- WORK INSTRUCTIONS
Which lines of the material below contain the string "mountain"? Pick out each of them and copy it.

- EXERCISE DATA
────

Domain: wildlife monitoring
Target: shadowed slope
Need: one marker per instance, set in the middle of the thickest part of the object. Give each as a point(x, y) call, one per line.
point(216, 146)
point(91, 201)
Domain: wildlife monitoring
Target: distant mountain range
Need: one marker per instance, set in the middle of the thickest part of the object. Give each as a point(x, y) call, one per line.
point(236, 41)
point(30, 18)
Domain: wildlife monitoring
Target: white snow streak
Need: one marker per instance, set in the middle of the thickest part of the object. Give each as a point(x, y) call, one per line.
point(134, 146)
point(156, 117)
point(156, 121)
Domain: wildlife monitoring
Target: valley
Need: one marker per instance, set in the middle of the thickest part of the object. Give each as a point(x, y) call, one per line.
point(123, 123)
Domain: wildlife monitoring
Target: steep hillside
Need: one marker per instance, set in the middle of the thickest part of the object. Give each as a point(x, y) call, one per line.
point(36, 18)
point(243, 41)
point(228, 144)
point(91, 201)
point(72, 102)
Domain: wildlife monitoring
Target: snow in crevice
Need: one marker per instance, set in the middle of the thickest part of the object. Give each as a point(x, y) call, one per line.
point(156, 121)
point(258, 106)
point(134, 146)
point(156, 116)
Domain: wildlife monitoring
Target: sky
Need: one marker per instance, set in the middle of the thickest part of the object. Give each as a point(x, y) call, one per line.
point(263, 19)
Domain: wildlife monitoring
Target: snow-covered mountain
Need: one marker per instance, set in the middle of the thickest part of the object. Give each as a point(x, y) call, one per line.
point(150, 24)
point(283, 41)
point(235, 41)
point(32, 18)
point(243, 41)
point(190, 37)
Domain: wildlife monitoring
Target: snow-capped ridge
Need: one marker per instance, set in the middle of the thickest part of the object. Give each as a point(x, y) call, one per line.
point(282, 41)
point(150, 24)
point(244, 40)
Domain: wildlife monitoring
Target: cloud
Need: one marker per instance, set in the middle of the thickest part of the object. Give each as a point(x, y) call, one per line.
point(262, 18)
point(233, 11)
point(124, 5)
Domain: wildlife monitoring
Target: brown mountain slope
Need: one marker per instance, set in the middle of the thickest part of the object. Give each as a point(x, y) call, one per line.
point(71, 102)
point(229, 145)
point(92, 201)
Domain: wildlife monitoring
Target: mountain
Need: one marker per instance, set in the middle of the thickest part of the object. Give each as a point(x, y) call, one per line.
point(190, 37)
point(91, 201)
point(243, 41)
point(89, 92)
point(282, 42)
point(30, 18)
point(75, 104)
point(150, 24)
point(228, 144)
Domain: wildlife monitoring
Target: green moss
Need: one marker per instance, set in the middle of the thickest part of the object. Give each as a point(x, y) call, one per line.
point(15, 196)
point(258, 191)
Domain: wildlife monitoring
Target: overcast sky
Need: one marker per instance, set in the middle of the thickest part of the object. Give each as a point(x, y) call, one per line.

────

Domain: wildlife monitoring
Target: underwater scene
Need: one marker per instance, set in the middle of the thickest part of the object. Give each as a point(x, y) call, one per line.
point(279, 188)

────

- EXERCISE ANSWER
Target: distant mountain range
Target: snow-covered mountain
Target: brown mountain slope
Target: mountain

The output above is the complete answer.